What is needed is the run of lines from the one with "of the drainage" through the close of the data, set down exactly.

──────

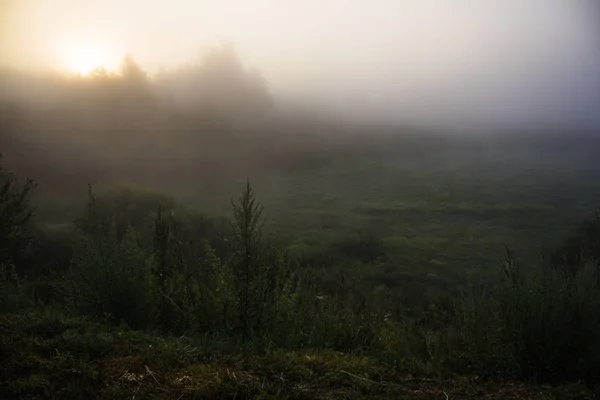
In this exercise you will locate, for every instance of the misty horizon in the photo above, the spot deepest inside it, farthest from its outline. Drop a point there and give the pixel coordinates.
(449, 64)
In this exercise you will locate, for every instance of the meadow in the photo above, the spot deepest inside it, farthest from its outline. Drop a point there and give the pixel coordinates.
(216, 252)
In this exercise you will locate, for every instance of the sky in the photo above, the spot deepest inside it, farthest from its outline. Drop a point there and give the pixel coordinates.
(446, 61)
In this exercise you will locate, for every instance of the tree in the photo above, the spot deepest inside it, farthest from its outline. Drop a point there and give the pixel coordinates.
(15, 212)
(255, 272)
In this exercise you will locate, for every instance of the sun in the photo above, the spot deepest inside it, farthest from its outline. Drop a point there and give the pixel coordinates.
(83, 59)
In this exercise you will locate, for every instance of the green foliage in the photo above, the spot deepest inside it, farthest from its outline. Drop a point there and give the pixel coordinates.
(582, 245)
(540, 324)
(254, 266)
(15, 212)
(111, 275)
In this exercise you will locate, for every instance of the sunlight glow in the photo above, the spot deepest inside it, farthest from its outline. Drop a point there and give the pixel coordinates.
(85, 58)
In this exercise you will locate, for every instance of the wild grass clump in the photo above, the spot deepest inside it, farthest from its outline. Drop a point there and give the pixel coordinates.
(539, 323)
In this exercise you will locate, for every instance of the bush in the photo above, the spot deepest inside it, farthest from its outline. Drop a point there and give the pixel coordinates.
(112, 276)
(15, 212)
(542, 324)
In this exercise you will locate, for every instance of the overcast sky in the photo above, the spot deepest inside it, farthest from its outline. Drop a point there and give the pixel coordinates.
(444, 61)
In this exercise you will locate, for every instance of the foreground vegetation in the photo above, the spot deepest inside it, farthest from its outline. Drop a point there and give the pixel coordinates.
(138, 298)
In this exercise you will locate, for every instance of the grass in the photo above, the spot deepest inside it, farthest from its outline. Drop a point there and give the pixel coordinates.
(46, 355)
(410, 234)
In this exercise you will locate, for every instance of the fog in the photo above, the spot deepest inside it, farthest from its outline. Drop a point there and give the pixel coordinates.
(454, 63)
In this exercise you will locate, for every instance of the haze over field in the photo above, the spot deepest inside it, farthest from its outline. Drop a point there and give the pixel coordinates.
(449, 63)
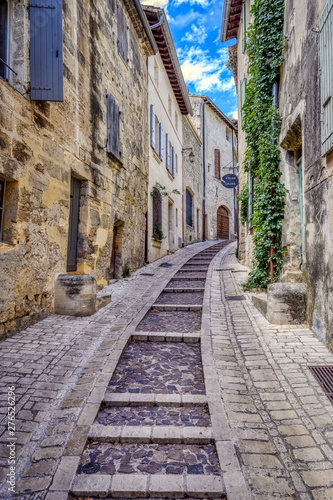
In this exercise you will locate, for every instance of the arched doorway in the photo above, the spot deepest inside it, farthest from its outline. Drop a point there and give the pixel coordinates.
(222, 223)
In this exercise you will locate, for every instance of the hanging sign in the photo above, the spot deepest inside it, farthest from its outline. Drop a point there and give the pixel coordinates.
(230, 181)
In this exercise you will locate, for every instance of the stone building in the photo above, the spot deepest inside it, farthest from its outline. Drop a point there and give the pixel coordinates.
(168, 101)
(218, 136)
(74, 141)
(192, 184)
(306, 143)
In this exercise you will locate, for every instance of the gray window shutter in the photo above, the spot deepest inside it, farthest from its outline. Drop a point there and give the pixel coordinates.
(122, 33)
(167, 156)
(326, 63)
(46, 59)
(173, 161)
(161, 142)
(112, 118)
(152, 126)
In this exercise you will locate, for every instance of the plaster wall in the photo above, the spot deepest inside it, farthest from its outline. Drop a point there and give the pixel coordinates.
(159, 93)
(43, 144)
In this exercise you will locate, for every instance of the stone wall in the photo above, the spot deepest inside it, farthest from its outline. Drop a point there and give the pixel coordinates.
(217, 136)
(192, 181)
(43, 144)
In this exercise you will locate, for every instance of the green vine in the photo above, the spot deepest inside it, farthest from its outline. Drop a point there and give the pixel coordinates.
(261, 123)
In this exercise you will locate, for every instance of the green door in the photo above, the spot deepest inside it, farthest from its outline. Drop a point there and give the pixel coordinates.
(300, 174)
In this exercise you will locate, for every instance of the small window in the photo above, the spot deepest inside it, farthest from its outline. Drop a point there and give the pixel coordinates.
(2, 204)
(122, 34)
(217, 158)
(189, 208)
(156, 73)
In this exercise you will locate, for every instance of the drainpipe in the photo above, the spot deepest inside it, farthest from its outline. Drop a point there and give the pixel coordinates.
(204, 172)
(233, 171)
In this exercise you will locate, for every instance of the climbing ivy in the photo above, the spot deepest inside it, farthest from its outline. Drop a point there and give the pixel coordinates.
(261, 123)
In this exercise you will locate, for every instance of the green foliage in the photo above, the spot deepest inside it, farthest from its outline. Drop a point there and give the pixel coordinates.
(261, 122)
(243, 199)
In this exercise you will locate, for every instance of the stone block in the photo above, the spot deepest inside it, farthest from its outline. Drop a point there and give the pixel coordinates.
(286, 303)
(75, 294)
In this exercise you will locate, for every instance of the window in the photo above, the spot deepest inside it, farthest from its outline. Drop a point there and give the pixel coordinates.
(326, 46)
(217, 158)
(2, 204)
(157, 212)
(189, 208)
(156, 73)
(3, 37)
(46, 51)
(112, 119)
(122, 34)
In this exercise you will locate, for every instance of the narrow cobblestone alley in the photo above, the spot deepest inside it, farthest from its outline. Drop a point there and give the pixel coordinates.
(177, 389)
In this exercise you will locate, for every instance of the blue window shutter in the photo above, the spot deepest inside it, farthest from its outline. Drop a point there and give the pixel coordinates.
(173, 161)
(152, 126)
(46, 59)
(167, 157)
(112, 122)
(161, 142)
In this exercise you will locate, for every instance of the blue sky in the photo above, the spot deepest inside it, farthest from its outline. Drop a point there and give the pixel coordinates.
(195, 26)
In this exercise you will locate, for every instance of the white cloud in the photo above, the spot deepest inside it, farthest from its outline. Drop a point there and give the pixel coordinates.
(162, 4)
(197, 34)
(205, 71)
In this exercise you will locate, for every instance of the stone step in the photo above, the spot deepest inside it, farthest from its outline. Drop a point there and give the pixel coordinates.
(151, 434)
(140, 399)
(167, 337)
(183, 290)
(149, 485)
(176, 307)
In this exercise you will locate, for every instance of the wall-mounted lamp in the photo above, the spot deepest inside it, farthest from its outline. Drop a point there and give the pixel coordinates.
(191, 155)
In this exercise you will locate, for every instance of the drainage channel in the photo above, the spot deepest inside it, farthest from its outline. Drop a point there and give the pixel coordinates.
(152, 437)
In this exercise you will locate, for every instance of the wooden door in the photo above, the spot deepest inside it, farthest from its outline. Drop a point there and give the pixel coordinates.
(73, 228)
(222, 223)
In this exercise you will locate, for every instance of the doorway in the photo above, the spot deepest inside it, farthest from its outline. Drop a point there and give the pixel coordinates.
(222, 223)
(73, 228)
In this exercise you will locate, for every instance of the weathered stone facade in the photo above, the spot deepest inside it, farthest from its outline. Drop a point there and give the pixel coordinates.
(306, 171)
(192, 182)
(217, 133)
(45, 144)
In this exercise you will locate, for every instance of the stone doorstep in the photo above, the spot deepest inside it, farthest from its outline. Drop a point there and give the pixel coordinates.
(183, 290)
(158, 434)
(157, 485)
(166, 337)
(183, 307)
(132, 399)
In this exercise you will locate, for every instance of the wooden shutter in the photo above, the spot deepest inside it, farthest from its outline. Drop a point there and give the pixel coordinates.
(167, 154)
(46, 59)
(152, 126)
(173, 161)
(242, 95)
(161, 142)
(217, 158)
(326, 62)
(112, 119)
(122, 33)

──────

**PROBLEM SOLUTION:**
In this exercise you will locate, for every instance of the drainage channel in the photo above, the spot deepest inside it, farthest from its outline. Drop a point there and give the pixel coordinates.
(152, 437)
In this exercise you will locate, for every instance of the wooden door in the photo above, the spot deepest inside it, farthest from its outline. Drop a point there and give the pixel coordinates.
(73, 228)
(222, 223)
In this exercise you will locate, for every instance of the doorway in the photo above, the spot deepest inside it, farthest from its outline. Drop a point there and give the pixel coordinates.
(222, 223)
(73, 228)
In this exercise you will locate, for every instance of the weathered stone facade in the photo above, the spot deepest inside it, farthest from its outline. Drop a point there and give the pixel coordinates.
(306, 171)
(192, 182)
(217, 133)
(45, 144)
In this exercise you will locate, for every instance of the stone doorstep in the photo above, the spot deepest inside it, farthest from its outline. Drop a point there and give the pixel coordinates.
(183, 290)
(158, 434)
(157, 485)
(166, 337)
(183, 307)
(132, 399)
In this exercise you will locate, for every instance of the wooden shutter in the photo above, the spot deepest inside it, farthest from its outline. Drop a point there and give the pixel coordinates.
(167, 154)
(46, 59)
(152, 126)
(173, 161)
(242, 95)
(161, 142)
(217, 158)
(326, 62)
(112, 119)
(122, 33)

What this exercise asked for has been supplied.